List every line in the rows below that contains the string "torso", and copy each of those lines in full.
------------
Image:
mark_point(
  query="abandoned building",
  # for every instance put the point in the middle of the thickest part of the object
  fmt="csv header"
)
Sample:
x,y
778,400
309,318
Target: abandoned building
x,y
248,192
------------
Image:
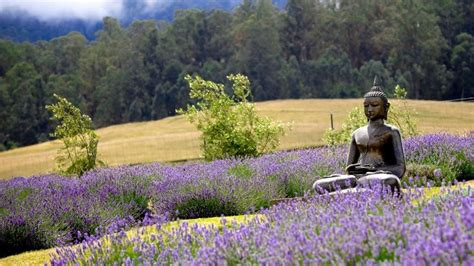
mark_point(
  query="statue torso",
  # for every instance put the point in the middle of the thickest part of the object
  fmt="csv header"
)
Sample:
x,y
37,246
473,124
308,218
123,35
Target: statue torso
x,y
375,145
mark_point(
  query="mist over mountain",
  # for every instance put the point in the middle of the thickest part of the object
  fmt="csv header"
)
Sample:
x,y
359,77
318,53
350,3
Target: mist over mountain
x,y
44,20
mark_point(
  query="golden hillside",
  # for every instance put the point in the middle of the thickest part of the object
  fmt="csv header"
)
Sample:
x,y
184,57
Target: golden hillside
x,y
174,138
------------
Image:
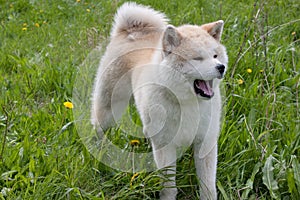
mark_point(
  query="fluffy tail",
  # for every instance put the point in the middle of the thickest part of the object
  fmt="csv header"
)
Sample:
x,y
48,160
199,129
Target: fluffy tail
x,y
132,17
------------
(Output of the exercise)
  query="statue torso",
Target: statue torso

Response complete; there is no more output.